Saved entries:
== Segment start ==

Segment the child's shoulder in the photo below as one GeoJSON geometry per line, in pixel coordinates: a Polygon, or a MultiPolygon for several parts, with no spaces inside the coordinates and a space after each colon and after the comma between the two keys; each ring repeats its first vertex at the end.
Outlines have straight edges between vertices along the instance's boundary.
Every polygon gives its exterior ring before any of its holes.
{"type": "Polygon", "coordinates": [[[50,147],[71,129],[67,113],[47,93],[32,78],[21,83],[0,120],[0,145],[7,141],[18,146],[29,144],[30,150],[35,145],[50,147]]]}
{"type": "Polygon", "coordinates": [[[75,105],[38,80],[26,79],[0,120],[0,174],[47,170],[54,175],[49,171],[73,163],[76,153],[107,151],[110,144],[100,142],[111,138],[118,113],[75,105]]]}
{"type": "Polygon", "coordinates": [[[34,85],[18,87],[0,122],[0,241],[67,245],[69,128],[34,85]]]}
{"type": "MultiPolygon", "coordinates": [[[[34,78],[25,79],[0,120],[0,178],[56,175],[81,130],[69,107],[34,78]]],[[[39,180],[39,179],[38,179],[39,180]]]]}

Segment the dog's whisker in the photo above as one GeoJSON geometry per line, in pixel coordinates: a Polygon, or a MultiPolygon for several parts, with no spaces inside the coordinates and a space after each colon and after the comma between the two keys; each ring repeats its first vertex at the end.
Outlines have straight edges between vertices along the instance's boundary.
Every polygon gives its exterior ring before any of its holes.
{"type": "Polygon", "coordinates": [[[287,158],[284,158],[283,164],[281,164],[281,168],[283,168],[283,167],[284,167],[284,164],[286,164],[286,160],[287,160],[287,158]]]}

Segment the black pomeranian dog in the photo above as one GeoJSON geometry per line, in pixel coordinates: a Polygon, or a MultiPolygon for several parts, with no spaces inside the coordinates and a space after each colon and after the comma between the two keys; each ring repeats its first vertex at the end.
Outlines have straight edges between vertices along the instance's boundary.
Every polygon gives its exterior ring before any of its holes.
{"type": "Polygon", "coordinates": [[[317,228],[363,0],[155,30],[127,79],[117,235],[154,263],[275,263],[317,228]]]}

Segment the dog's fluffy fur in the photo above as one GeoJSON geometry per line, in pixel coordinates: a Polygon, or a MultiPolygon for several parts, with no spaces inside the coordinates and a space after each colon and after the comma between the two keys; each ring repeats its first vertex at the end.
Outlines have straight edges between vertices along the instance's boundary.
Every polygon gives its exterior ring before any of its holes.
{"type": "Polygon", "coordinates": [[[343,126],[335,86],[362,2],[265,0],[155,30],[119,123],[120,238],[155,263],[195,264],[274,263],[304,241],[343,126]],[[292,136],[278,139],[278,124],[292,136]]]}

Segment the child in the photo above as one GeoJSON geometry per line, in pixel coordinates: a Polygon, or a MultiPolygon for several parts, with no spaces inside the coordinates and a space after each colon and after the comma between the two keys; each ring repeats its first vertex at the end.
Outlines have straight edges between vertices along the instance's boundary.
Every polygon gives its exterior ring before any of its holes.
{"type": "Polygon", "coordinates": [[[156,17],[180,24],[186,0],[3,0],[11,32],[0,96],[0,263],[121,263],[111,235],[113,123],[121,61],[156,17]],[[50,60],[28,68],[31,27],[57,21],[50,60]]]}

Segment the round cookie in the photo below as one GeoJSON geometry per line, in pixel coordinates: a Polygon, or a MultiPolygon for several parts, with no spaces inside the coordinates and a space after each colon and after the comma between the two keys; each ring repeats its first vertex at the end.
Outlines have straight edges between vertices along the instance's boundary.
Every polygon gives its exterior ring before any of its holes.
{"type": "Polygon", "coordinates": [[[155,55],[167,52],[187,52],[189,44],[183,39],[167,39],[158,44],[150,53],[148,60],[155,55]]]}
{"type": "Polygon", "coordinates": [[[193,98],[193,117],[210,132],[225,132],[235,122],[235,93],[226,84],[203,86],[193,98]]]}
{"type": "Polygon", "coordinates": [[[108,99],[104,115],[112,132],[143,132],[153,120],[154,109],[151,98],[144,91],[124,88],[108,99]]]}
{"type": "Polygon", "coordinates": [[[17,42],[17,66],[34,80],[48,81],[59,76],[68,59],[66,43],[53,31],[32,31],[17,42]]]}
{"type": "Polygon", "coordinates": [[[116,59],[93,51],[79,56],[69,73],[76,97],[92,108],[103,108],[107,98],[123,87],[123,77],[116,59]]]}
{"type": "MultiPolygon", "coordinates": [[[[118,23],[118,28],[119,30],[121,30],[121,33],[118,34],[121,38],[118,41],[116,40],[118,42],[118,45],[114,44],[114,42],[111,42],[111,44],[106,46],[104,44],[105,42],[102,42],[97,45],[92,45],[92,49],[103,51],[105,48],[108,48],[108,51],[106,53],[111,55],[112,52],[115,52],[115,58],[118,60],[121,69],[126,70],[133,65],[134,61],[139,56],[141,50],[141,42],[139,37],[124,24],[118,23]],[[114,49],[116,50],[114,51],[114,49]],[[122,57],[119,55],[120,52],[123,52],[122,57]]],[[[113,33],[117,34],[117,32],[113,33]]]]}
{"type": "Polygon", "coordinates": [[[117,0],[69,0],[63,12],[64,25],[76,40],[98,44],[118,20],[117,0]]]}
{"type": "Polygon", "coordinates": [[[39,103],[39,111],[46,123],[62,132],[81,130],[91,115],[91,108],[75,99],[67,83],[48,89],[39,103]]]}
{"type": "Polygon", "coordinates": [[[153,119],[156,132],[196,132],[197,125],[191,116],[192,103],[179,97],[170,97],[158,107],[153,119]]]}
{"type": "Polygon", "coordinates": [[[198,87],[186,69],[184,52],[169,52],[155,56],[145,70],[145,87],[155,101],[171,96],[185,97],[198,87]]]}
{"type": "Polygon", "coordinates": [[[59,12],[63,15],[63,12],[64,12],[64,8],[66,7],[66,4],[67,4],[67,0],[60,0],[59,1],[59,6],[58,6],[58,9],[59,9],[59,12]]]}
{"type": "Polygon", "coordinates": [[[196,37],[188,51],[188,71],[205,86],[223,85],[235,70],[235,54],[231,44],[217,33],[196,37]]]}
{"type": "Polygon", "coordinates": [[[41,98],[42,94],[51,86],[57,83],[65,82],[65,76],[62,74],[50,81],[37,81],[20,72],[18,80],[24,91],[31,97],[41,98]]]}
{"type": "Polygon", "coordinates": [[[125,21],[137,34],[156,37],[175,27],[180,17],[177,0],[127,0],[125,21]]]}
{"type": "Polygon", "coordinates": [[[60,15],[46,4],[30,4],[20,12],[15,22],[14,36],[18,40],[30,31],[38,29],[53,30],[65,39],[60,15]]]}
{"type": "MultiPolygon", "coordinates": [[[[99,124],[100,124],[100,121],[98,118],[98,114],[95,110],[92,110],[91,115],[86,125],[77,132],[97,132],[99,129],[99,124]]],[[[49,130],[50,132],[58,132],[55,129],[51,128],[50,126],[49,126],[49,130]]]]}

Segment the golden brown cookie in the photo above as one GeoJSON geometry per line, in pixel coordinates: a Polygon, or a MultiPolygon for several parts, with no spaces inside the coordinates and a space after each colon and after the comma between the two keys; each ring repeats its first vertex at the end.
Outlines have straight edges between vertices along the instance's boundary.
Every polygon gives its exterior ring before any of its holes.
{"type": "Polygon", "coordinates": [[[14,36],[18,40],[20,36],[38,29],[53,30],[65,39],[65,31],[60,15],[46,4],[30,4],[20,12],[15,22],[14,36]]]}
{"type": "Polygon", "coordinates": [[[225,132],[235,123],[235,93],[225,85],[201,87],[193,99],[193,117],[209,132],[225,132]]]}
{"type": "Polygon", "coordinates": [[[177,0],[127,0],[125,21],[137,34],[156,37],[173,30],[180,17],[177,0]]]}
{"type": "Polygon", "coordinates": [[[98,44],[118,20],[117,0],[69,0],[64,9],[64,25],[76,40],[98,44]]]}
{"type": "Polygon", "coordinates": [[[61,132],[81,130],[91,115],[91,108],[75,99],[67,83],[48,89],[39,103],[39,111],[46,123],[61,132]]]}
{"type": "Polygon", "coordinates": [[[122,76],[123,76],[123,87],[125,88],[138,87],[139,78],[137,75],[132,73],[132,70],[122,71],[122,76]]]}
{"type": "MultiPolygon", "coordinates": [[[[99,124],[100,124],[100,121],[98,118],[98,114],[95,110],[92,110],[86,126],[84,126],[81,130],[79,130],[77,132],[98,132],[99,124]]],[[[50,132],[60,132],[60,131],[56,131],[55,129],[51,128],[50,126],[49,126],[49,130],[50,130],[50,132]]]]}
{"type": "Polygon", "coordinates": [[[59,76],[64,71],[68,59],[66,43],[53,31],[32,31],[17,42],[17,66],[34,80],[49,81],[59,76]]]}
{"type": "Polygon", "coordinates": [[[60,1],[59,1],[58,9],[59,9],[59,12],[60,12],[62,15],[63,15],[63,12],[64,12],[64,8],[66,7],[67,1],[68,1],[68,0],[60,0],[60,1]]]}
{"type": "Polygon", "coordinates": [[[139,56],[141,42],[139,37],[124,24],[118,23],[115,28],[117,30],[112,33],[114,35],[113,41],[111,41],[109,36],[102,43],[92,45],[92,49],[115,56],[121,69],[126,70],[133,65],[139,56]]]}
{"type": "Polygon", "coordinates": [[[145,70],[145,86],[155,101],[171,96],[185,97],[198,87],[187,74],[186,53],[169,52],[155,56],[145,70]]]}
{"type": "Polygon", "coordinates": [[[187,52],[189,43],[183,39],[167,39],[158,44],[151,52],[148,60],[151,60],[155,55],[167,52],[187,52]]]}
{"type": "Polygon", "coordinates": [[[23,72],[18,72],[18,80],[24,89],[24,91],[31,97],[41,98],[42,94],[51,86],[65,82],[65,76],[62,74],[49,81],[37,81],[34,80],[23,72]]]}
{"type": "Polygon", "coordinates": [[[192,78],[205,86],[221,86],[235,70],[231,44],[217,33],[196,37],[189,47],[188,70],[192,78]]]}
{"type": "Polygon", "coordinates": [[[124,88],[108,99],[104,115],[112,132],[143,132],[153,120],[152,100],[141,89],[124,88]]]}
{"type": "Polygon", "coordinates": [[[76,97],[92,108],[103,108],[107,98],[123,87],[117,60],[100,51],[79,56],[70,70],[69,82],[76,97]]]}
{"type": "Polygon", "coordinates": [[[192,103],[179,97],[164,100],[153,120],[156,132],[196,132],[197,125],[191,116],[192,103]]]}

== Segment end ==

■ What needs to be done: Set down again, word for word, the stretch of records from the line with "Segment the black" to the line with "Segment the round", both of those lines included.

■ Answer space:
Segment the black pomeranian dog in the photo above as one GeoJSON geometry per line, in pixel coordinates: a Polygon, or a MultiPolygon for several parts, with no spaces inside the coordinates and a space after each colon and after the comma between the two keys; each ring repeats its first vertex at the end.
Outlines have straight edges between vertices along the instance's boundary.
Every polygon gives its exterior ring before any of its holes.
{"type": "Polygon", "coordinates": [[[317,228],[363,0],[155,30],[127,79],[117,235],[154,263],[275,263],[317,228]]]}

Segment the dog's fluffy fur in the photo above as one GeoJSON geometry per line, in pixel coordinates: a Polygon, or a MultiPolygon for several parts, with no spaces inside the coordinates and a space after each colon and after the comma between the two keys; each ring repeats its first vertex at the end.
Outlines have straight edges between vertices along the instance's boundary.
Every polygon gives its exterior ring before any of its holes.
{"type": "Polygon", "coordinates": [[[343,126],[335,86],[362,2],[265,0],[155,30],[119,123],[120,238],[155,263],[195,264],[274,263],[304,241],[343,126]],[[292,136],[278,139],[278,124],[292,136]]]}

Segment the child in the photo above as one GeoJSON geometry per line, in pixel coordinates: a Polygon, or a MultiPolygon for several parts, with no spaces inside the coordinates and a space after each colon and after the comma between the two keys; each ring repeats its first vertex at the end.
Outlines have straight edges between vertices along the instance's boundary.
Every polygon gives its exterior ring before any of its holes.
{"type": "Polygon", "coordinates": [[[156,17],[180,24],[186,0],[3,0],[11,32],[0,96],[0,263],[121,263],[111,235],[113,123],[121,61],[156,17]],[[50,60],[28,68],[31,27],[57,21],[50,60]]]}

Segment the round cookie in the photo below as one GeoJSON geometry per line, in pixel coordinates: a Polygon, or a MultiPolygon for several parts, with no spaces inside the coordinates and a space after each colon and after the comma between the two keys; each ring repeats its first vertex at the end.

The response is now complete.